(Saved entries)
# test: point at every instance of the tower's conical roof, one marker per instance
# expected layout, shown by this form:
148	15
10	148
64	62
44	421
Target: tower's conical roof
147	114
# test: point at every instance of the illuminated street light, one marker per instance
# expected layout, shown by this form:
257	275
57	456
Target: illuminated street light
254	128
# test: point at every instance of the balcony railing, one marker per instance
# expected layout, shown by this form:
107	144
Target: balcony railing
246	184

WHAT YOU NEED TO DO: Retype every entry above, word for word.

ANSWER TO THIS TASK:
# test: point at every instance of the tower's conical roof, one marker per instance
# expected layout, shown by this form:
148	15
10	148
64	62
44	421
Target: tower's conical roof
147	114
# test: point at every instance of the illuminated street light, one marker per instance
# expected layout, shown by this form:
257	275
57	456
Target: illuminated street light
254	128
# test: point at every instance of the balcony railing, one marker per instance
# expected layout, shown by this form:
107	144
Target: balcony railing
246	184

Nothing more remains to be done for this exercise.